--- Document section ---
Monday, September 19, 2016

Proof that alternatives burn more fossil fuel per generated energy quantum

By Denis G. Rancourt, PhD

I provide a proof that alternative energy production technologies (wind, solar, ocean energy, biofuels, etc.) necessarily burn more fossil fuel, per quantum of energy generated, than the energy production technologies that directly burn fossil fuel. 

(Note: Hydro-electricity is "renewable" but it is not an "alternative" energy.)

If this were not the case, or if there was a realistic potential for this not to be the case, then alternatives could be more economical on a true-coast basis and would be experiencing a consequential surge in development and implementation, without disproportionate (per energy quantum) public investment.

Whereas, the global reality looks like this:


(toe = Ton of Oil Equivalent)

The increases in the insignificant alternatives are tied to disproportionate government investment, incentives, and subsidies, which transfer artificially high costs to citizens and users. As soon as government commitments are reduced or terminated the sector crashes [1].

Here is the said proof.

The true (no public subsidy) cost of any "alternative" is a fair proportional measure of the fossil-fuel expenditure needed to create and maintain the said "alternative".

This is true because a large fraction of the said true cost is to buy the mechanical (machine) work to entirely manufacture and maintain the alternative technology.

The said mechanical work is needed for every aspect of the production, from mining and transporting ore (or raw material), to making materials from the ore, to making components from the materials, to assembly of the components, to computer design (having built the computers), to feeding and clothing and housing and transporting all the workers involved... (i.e. labour costs), to installing the technology, and to maintain the technology. Operational life-time and disaster installation-replacement must also be counted, as part of "maintenance".

Maintenance costs are significant. Here are a few provocative pictures that illustrate the point:



The required said mechanical work is energized by the available energy sources. Since 87% or so of energy used, which powers all machine activity, is fossil fuel (not to mention hydro and nuclear), therefore the said mechanical work is mostly energized by burning fossil fuel.
--- Material ---
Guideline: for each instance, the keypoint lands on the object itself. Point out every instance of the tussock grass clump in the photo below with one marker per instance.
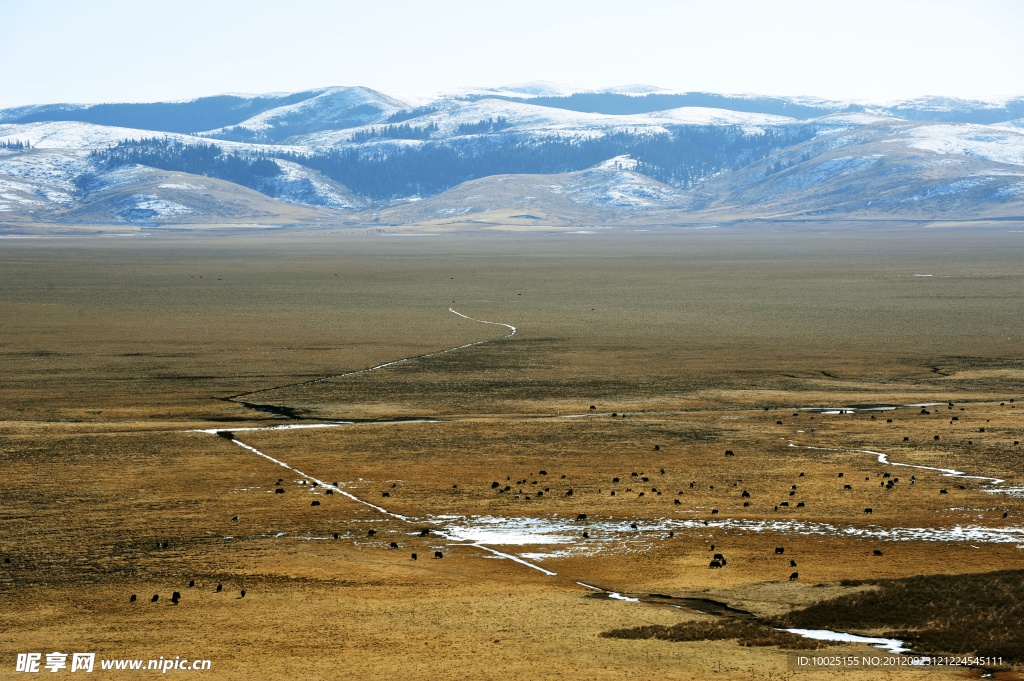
---
#### Written tasks:
1 > In the article on alternative energy and fossil fuel, what does "toe" stand for?
2 > Extend the article on alternative energy and fossil fuel, starting after its last sentence.
None of the data is needed.

#### Answers for the exercise:
1 > Ton of Oil Equivalent.

2 >
Since the true cost of alternative energy produced is higher than the true cost of fossil fuel energy produced, since true cost is a measure of available energy consumed in producing the energy, and since available energy is mostly (87%) from fossil fuels, it follows that alternative technologies burn more fossil fuel than the fossil fuel technologies themselves, per quantum of energy produced.

This is not surprising since virtually all human-directed work performed on the planet (to build and maintain everything), beyond the small contribution of work directly from human and domestic-animal muscle power, is energized by conventional high-density energy sources. Every societal transformation imaginable, from growing food to building cities to transportation... uses concentrated and transportable energy.

Inescapably, alternatives burn more fossil fuel than conventional energy. This will be true until the high costs in energy for total-cycle manufacturing and maintaining of alternatives is paid for using energy produced by alternatives.

The above proof relies on the link between true cost and underlying full-process energy consumption. The said link is a reality. Without energy to perform work, raw resources are useless and do not become technology.

The above proof is compelling enough that anyone who alleges having found specific circumstances in which a particular alternative technology does not burn more fossil fuel than fossil fuel technology, per quantum of energy produced, should have the onus to prove the alleged exception resulting from the exceptional circumstances. That discovery and demonstration of principle will not need government subsidies.

(There is already an army of paid university professors who could put their minds to the said discovery and demonstration, if they believed it was useful to do so, rather than writing articles about projected liabilities from not putting their minds to this task.)


Endnotes

[1] E.g.: "UK solar power installations plummet after government cuts", The Guardian, April 8, 2016; "EY report : Attractiveness of UK renewables plummets as government withdraws support earlier than expected", EY.com, September 16, 2015.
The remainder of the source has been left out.